Dataset rows showing where objects appear:

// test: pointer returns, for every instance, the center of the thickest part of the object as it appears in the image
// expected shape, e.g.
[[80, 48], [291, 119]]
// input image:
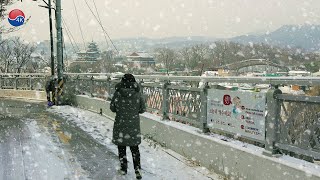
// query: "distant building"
[[91, 54], [141, 60]]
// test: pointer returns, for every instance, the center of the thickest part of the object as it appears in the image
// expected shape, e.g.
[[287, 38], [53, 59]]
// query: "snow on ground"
[[157, 162], [40, 150]]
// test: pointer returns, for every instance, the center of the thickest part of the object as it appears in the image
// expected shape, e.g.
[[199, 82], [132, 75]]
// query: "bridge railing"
[[292, 122], [27, 81]]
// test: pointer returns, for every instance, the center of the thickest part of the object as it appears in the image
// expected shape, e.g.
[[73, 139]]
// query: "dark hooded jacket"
[[127, 103]]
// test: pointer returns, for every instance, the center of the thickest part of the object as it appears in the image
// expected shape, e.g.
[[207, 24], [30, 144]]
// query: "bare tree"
[[167, 57], [22, 53]]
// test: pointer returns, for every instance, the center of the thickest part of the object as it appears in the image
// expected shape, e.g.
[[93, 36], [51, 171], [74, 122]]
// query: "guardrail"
[[292, 121]]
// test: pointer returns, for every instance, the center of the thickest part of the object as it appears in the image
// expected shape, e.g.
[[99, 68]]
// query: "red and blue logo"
[[16, 17]]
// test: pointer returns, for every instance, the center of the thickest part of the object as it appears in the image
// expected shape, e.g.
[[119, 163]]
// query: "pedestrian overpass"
[[279, 125]]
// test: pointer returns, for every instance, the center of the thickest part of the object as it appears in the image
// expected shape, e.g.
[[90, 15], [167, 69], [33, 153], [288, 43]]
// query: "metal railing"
[[292, 121]]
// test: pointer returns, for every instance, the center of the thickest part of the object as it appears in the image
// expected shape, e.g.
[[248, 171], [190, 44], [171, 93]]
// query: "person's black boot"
[[123, 166], [138, 173]]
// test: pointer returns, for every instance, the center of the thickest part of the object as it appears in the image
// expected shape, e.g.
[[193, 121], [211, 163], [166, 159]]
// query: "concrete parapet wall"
[[26, 94], [235, 162]]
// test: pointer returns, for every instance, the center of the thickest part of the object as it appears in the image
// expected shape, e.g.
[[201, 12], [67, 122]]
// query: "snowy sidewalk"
[[157, 162]]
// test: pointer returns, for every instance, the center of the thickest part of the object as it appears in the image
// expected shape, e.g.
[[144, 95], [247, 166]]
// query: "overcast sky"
[[166, 18]]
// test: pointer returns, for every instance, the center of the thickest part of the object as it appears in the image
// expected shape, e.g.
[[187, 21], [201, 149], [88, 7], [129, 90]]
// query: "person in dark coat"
[[128, 103]]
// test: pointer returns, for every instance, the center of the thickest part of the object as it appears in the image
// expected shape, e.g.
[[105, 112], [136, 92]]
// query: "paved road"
[[35, 144]]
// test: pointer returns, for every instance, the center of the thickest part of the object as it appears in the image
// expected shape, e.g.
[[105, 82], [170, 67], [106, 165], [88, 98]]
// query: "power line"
[[104, 34], [101, 26], [74, 4]]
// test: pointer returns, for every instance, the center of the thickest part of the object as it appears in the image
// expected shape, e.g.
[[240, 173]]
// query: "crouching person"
[[128, 103], [50, 89]]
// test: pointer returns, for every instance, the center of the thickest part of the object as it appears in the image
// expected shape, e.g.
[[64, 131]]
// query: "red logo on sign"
[[226, 100]]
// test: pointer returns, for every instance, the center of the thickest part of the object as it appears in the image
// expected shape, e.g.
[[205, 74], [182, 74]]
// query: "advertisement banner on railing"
[[237, 112]]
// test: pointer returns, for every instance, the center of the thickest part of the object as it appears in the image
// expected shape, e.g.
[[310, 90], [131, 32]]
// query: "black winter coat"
[[127, 103]]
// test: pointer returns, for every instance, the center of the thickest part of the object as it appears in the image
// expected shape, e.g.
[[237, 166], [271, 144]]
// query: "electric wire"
[[101, 26]]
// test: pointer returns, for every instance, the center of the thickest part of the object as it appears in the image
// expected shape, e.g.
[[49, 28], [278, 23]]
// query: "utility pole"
[[1, 9], [51, 39], [59, 52]]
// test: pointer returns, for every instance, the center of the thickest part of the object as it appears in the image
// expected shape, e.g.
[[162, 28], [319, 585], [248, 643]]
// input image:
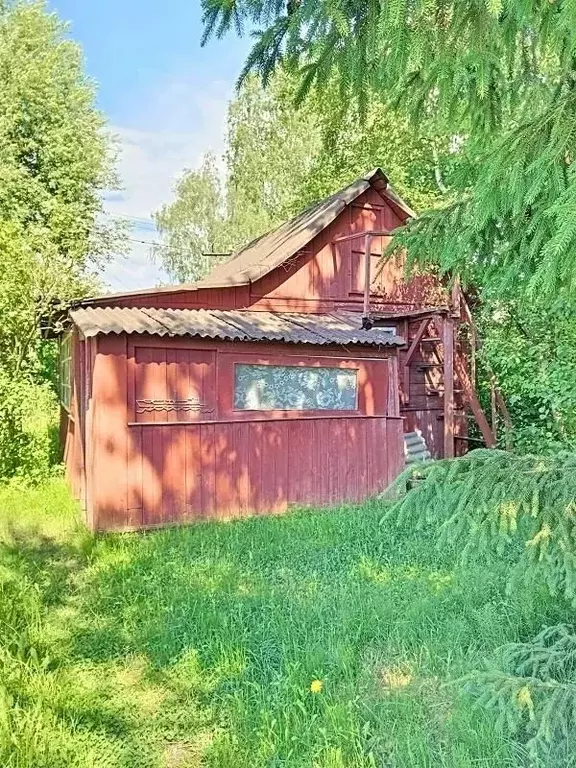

■ **TASK INSTRUCTIONS**
Count the lines of the data that contain the string "coat". Give only the number.

■ **ANSWER FOR THIS EXERCISE**
2